Parts of the exercise:
A - Transcribe everything in the statement on wildfire and the Forest Service from "The pictures that" down to "becoming the norm.".
B - According to the statement on wildfire and the Forest Service, in what year was the so-called fire fix passed?
C - Resume the statement on wildfire and the Forest Service, picking up right after its final sentence.

Source passage:
------
The pictures that you're showing about Alaska allow me to be breathing a little bit easier, but I know from my colleague here he's taken deep gulps and the reality is it is in so many, many different parts across our country right now.
There are severe threats because our forests, many of our forests, are already unhealthy.
Too many are overgrown, infested by insects and invasive species, increasingly susceptible to once extreme conditions that are now becoming the norm.
Most forecasts are projecting that this will be a bad year for both fire and drought, and if that comes to be, it's going to impact everything.
It's going to impact the firefighters, the forests, the forest resources, the communities that surround them, the communities on the front lines, and it's going to impact our federal budget.
We passed the so-called fire fix in 2018.
We're now entering the final years of its budgetary adjustment in FY27.
My view, we need to provide every resource needed to fight fires as part of a broader policy that addresses every facet of the problem.
And that means robust forest management through a full spectrum of activities that help reduce, prevent, and ultimately lower the cost of wildland fire.
So as we brace for fire season, the Forest Service is simultaneously tackling some very big internal initiatives, starting with a proposal for a new wildland fire service.
As I told Secretary Bergam last week, there's merit to the proposal.
I've seen in Alaska, a state where we don't have Forest Service firefighting, I've seen how the Alaska model can work elsewhere.
And so I know it can be done.
I understand why it would make sense for the Department of Interior, but my question still remains: does it make the same sense for the Forest Service and the lands that you manage?
You're also proposing a significant reorganization of the Forest Service.
I agree that many improvements can be made to the agency's structure and organization, but details matter.
So I'll have some questions about how what is being proposed would actually work in practice.
And as much as you have proposed a reorganization, you're also proposing a consolidation of Forest Service assets and facilities.
And again, in some cases, that absolutely makes sense.
I think we do have some sprawl that can be realigned.
But as we do that, you move cautiously.
It's not knee-jerk.
It's not without a good deal of consultation there.
This isn't BRAC, this isn't Doge.
Being lean and mean And moving to an interior-like state office model doesn't necessarily mean being more effective, especially if the cuts being made degrade the agency's capabilities and research mission.
But I have shared with you, I think it makes sense when you are the Forest Service and most of your lands are managed in the West.
It makes sense to head further to the West.
And you're talking about your headquarters there to Salt Lake.
I could suggest that you could move it all the way to the West and bring it up to Alaska, but I'm going to back off that idea.
Perhaps the easiest thing to say right now is that the Forest Service has an incredibly ambitious agenda right now.
In my view, there's no need to shy away from the conversations that will follow.
Not much that you have proposed is a hard no for me, but I'm not exactly an immediate yes on everything either.
So to get to get to that good place, I think I'm going to be seeking firm assurances for what I think we need in Alaska, like a sustainable timber harvest in our largest national forest, a commitment to maintain important agency facilities and personnel, continued co-management agreements with our tribes, and a robust public process for those affected by agency decisions.
------
Available data:
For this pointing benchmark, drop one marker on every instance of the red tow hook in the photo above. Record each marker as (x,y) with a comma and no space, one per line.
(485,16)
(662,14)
------
The results:
A -
The pictures that you're showing about Alaska allow me to be breathing a little bit easier, but I know from my colleague here he's taken deep gulps and the reality is it is in so many, many different parts across our country right now.
There are severe threats because our forests, many of our forests, are already unhealthy.
Too many are overgrown, infested by insects and invasive species, increasingly susceptible to once extreme conditions that are now becoming the norm.

B - 2018

C -
And that's just to name a few.
We're a long way from ensuring our mutual goal of ensuring the health, productivity, and resilience of our forests.
But I do look forward to working with you, Chief Schultz, and along with my ranking member, Senator Merkley here, and all the members on the panel to put together a good budget, a budget that will be right for all across the country and move us in the right direction.
So again, I thank you for your leadership and your willingness to be here and to work with the committee.
And with that, I turn to Ranking Member Merkley.
Thank you very much, Madam Chair, and thank you, Chief Schultz.
And thank you for providing a map that scares the begebras out of me.
The map is about the snow water equivalent that fell this year.
And I was showing you how decade by decade the snowfall in the Cascades has steadily dropped over the last 90 years.
But this is something way beyond that.
We're talking, and this is a watershed map, so we're looking at 0% of the 30-year median amount in Mall year, 0%, meaning they basically got no snowfall, or 1% in Owahie, or 0% in the John Day watershed, or 1% in the Lake County watershed, or 3% in the Klamath watershed.
So, yes, it's extremely, extremely worrisome as we think about the role of snowfall that provides both the significant amount of water through our trout and salmon streams and provides a lot of water into the summer for irrigation for our agriculture.
So, in both senses, we're looking at a very rough year.
You and I share a commitment to the health of our forests and the rural and urban communities across this country that depend on them for their livelihoods and their well-being.
And those values transcend governmental boundaries.
Those values are important, whether it's land managed by tribes or the federal government or the state government or by private landowners.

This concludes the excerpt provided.